> [Job A] Would you print the part of the steam control valve thread starting with "For calculation you" and going on through "pipe insulated ."?

> [Passage given]

Steam Control Valve Specification Problem ( Contd)

[Pavan Kumar]

Hi All,

In continuation to this thread I wanted to discuss the following finding. I calculated the pressure drop for superheated steam using Adiabatic, Isothermal, Using Polytropic approximation of Compressible flow with friction, Darcy's equation using Net expansion factor ( using the paper by William Kirkland attached in the previous thread), and finally using AFT Arrow Software. The comparison of the results is copied below.

https://www.eng-tips.com/viewthread.cfm?qid=497442

I have attached the spreadsheet I developed by following the paper by William Kirkland with this message for your reference.

My question is that there is vast difference in pressure drop calculated by Adiabatic, Isothermal and the Polytropic approximation. Also the values calculated using the Polytropic approximation and using the Net Expansion factor are close to the values calculates using AFT Arrow software. I am leaning towards using the polytropic approximation and wanted your suggestions and guidance on it. Also since this is steam I still have to calculate the heat loss through the pipe and insulation to calculate the steam condition namely temperature and quality at the pressure calculated using the pressure drop calculation. Is that correct?.

Thanks and Regards,
Pavan Kumar

 

[pierreick]

Hi,
I'm not sure I understand what you are trying to do . Your system should include the steam valve . A sketch will help .
For calculation you should iterate on f value , initialize your calculation with f from Von Karman. It's my way to perform the calculation .
(attached an excel sheet) .
Regarding the different models , Isotherm should refer to long pipe not insulated , Adiabatic short pipe insulated .
Note : Check whether the heat losses are significant and revise your assumptions accordingly. If yes more iterations are needed (temperature , Physical properties) .
Good luck
Pierre

 

[Pavan Kumar]

pierreick,

Please refer to the previous thread, link copied below. The sketch is also provided in the previous thread.

https://www.eng-tips.com/viewthread.cfm?qid=497442

My goal is to specify the upstream and downstream pressure of the Steam Control Valve in question for three different flowrates. The inlet line is 3" Sch 40 CS pipe, 79.7 ft long with some fittings. The line is insulated with 2" mineral wool. The outlet line is just 3 feet long, also 3" Sch 40 CS. As you can see the calculation of the upstream and downstream pressure depends on pressure drop. HP steam at 265 psig is step down to 70 psig across a let down regulator which then flows to the steam control valve through the 79.7 feet long 3" pipe . The question I am asking is using adiabatic model is giving a pressure drop higher than that calculated using the Polytropic approximation. The line is long and insulated so adiabatic model cannot be used as per your guidance. So the polytropic approximation is adequate then?. Besides the result from the polytropic approximation calculation is the close the value calculated using AFT Arrow software. The other question I asked is to calculate the temperature of the steam at control valve inlet I have to take in account of the heat loss through the pipe with insulation?. I have detailed the methodology in the previous thread.

> [Supplied data]

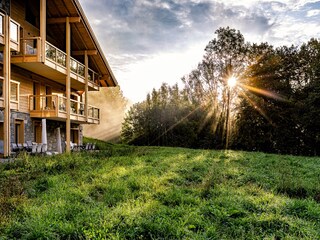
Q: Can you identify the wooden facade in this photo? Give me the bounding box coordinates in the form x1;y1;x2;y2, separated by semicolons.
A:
0;0;117;157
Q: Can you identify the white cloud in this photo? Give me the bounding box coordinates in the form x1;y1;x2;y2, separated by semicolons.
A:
307;9;320;17
80;0;320;101
115;43;205;102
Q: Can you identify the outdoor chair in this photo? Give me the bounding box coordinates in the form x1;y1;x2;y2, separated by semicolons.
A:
17;143;23;151
11;143;19;153
31;142;37;155
26;141;32;152
41;143;47;154
36;143;42;154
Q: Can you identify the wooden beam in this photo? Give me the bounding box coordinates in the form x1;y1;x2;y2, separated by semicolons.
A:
72;50;98;56
40;0;47;62
3;15;11;157
84;51;89;122
100;80;108;87
47;17;81;24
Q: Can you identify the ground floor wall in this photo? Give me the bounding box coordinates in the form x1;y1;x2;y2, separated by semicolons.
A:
0;110;83;152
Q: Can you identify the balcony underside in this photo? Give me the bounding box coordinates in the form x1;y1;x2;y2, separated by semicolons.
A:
30;110;100;124
11;55;99;91
0;35;20;51
0;98;19;110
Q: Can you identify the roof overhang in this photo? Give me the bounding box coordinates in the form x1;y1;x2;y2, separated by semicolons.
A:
47;0;118;87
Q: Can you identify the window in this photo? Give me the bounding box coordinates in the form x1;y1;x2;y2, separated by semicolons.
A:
0;14;4;35
25;0;40;28
14;119;24;143
34;121;42;143
10;80;20;102
10;20;19;42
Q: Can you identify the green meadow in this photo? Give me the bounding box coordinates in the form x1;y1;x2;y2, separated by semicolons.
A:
0;142;320;239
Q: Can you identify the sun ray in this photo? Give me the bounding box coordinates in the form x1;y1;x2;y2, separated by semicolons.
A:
238;83;287;102
241;91;274;125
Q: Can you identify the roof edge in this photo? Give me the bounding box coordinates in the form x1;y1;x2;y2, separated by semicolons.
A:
72;0;119;86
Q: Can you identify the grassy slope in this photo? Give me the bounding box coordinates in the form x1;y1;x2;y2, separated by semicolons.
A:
0;142;320;239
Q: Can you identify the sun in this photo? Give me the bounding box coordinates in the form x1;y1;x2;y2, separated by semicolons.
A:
228;76;237;88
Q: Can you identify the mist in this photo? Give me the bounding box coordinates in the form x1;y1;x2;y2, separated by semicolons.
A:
83;87;127;142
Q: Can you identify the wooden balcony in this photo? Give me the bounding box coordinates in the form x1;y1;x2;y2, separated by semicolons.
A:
0;77;19;111
29;95;100;124
11;37;99;91
0;13;20;51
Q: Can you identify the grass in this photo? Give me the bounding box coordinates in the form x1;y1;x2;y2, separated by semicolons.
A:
0;142;320;239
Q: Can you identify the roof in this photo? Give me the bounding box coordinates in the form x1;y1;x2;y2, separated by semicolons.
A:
47;0;118;87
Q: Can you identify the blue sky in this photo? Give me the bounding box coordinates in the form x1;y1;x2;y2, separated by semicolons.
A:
79;0;320;102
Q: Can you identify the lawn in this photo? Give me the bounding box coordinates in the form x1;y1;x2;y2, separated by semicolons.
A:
0;143;320;239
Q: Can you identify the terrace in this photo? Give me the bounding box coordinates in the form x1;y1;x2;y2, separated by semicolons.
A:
11;37;99;90
29;95;100;124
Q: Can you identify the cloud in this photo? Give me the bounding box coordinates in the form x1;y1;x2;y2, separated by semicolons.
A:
307;9;320;17
80;0;320;102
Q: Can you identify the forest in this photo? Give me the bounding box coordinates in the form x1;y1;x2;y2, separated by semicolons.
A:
121;27;320;156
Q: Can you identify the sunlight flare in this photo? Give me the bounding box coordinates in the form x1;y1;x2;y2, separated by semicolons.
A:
228;76;237;88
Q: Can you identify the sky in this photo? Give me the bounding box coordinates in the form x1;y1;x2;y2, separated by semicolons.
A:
79;0;320;103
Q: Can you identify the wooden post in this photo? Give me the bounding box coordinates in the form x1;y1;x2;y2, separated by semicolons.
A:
84;51;89;122
66;17;71;153
3;15;11;157
37;0;47;62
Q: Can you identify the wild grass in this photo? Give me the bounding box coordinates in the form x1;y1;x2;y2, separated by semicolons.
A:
0;142;320;239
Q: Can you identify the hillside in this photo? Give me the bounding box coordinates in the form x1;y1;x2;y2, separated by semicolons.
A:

> [Job B] How many lines in the records contain the string "balcony"? Reply with the number alone.

> [Complete answer A]
For calculation you should iterate on f value , initialize your calculation with f from Von Karman. It's my way to perform the calculation .
(attached an excel sheet) .
Regarding the different models , Isotherm should refer to long pipe not insulated , Adiabatic short pipe insulated .

> [Complete answer B] 2